## PROBLEM DESCRIPTION
Which lines in the material contain the word "arched"? Pick out and copy each one, matching case exactly.

□ □ □ □ □

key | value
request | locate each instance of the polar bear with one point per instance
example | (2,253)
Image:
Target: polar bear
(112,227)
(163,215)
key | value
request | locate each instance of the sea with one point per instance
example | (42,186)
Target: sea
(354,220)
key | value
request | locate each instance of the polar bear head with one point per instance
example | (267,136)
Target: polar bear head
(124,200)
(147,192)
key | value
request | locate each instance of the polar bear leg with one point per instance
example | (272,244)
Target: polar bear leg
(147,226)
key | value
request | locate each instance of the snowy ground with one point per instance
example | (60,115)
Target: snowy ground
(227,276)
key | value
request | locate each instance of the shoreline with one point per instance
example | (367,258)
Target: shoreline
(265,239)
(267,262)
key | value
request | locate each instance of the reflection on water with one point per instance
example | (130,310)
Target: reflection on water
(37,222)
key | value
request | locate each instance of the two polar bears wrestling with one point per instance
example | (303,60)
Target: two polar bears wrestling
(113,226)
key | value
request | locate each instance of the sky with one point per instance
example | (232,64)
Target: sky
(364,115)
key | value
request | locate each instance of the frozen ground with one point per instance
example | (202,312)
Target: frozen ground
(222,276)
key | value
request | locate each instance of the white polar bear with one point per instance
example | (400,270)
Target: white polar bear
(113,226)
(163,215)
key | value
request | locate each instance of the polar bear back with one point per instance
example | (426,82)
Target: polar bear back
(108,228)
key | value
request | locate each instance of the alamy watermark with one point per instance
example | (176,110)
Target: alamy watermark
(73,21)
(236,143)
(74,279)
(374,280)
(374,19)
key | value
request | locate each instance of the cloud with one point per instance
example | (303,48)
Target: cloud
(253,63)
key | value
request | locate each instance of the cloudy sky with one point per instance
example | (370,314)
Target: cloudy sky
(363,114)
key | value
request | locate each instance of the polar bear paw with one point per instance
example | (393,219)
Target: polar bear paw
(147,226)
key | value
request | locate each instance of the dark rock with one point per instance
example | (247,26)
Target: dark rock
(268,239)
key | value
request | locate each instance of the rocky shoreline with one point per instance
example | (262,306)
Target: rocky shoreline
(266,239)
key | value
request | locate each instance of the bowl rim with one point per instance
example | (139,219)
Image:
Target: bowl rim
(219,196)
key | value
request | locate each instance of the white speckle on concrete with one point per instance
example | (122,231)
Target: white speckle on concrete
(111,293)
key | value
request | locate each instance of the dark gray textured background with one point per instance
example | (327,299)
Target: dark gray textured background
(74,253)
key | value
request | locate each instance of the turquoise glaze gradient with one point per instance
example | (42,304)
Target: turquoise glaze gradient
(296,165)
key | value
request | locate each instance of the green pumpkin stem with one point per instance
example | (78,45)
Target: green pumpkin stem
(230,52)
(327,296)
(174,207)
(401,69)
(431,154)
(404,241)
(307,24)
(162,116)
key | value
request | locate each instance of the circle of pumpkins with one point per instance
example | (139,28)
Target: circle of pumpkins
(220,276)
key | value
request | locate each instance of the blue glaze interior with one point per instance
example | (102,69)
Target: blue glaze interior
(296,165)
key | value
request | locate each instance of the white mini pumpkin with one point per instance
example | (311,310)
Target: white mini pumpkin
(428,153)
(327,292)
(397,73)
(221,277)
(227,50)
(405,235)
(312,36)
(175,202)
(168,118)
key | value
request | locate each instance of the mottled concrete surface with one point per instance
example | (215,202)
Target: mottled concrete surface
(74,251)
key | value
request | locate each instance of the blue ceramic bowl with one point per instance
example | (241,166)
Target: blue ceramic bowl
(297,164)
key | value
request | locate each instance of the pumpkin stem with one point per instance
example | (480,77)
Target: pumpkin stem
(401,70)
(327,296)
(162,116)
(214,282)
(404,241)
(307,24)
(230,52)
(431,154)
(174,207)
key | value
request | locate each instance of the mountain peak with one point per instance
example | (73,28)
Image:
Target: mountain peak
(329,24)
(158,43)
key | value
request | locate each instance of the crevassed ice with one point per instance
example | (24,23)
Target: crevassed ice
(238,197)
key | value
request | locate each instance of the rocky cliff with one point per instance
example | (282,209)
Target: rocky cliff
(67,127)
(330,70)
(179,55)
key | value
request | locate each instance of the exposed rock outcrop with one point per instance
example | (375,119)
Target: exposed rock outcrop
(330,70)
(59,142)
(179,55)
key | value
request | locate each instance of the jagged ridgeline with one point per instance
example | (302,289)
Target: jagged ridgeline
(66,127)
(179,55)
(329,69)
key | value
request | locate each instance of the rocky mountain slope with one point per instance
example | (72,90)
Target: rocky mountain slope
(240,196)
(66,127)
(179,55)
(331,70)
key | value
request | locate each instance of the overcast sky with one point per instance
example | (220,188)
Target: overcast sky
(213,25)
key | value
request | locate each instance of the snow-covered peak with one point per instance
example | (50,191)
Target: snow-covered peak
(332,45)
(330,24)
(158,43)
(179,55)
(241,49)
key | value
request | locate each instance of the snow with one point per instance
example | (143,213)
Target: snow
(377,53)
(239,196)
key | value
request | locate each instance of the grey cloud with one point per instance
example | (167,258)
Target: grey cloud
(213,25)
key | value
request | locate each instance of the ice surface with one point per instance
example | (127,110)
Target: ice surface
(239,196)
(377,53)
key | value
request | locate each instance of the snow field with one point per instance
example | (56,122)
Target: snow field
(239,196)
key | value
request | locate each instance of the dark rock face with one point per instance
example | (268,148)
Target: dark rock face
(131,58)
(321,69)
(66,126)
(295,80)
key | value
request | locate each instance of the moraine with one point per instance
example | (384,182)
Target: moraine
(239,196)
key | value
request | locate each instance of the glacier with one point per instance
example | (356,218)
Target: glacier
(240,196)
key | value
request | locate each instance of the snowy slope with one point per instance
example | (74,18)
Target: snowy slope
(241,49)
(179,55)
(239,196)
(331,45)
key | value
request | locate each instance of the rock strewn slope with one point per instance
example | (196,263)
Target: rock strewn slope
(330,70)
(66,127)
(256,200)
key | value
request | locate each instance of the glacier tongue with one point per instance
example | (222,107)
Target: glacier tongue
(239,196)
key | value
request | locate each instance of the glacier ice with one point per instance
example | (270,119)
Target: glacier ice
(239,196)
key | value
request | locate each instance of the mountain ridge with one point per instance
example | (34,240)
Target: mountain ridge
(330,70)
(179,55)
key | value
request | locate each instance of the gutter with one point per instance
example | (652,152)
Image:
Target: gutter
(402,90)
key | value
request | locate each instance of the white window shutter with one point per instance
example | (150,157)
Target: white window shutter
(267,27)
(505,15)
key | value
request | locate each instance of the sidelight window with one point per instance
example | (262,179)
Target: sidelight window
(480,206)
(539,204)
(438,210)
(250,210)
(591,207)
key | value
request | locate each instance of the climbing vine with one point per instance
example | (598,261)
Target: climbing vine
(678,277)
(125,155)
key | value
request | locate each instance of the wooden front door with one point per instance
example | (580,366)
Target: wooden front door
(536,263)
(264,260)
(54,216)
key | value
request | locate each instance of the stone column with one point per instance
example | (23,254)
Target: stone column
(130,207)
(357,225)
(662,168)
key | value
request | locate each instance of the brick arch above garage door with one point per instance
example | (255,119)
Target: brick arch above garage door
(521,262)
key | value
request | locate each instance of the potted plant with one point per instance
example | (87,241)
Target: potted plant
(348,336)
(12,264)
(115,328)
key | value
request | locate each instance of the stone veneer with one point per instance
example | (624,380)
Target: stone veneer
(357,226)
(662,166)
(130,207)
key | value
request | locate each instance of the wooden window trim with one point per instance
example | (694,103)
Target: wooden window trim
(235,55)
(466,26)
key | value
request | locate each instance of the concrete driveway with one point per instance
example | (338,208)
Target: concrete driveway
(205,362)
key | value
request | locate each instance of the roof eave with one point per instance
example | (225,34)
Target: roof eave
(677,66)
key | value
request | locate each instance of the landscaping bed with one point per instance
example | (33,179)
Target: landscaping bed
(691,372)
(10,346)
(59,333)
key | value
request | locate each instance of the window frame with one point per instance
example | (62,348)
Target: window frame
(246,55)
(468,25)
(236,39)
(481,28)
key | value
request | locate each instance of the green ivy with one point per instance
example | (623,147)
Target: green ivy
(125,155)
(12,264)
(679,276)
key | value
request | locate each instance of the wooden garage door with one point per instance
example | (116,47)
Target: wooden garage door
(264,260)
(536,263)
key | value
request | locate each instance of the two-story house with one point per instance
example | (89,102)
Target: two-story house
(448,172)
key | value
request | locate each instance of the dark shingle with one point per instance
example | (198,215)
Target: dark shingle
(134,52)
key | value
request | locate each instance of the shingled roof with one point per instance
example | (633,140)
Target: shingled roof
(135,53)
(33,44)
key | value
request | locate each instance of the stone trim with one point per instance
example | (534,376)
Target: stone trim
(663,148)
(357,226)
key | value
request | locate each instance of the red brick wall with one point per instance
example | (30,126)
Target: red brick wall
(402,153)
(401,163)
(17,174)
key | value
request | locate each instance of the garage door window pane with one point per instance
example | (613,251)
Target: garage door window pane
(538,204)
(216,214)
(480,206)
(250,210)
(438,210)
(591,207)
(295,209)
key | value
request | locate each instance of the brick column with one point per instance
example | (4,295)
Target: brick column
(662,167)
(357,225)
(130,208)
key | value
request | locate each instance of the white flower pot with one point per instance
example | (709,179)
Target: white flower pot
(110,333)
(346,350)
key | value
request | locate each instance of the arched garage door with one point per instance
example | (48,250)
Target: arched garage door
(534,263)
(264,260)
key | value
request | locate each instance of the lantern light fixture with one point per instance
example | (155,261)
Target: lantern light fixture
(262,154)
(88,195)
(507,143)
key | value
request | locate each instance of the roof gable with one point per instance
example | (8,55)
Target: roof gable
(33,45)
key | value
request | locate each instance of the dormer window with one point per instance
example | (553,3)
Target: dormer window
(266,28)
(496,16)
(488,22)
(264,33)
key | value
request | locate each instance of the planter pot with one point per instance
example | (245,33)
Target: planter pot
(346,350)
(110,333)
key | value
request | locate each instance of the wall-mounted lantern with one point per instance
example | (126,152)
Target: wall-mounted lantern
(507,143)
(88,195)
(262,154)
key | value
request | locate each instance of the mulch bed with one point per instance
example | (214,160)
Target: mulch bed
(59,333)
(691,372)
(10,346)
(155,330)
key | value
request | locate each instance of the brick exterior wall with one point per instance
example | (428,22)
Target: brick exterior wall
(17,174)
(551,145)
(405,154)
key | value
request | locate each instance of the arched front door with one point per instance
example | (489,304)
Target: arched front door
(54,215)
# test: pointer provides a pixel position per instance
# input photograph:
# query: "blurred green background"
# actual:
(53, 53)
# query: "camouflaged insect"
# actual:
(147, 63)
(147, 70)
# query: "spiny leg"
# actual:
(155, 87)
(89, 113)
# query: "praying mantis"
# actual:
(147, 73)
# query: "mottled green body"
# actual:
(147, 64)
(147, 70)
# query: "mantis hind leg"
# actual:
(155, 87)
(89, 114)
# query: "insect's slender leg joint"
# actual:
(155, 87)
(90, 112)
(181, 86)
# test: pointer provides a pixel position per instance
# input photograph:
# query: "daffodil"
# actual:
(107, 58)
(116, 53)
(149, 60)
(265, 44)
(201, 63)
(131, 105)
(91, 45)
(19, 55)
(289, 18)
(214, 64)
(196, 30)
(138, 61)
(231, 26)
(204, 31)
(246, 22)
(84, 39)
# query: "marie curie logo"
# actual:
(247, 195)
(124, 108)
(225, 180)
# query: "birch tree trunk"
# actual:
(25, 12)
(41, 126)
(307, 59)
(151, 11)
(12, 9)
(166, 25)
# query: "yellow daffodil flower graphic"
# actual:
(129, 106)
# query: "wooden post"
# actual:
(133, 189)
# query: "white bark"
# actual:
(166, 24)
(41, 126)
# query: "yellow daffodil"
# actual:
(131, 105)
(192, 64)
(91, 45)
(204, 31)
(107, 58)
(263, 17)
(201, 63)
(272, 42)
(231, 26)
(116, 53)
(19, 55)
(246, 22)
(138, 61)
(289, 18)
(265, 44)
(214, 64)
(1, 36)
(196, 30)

□ □ □ □ □

## EXERCISE RESPONSE
request | locate each instance of the arched garage door with one point per instance
Target: arched garage door
request | locate each instance of the arched front door with one point per instance
Target: arched front door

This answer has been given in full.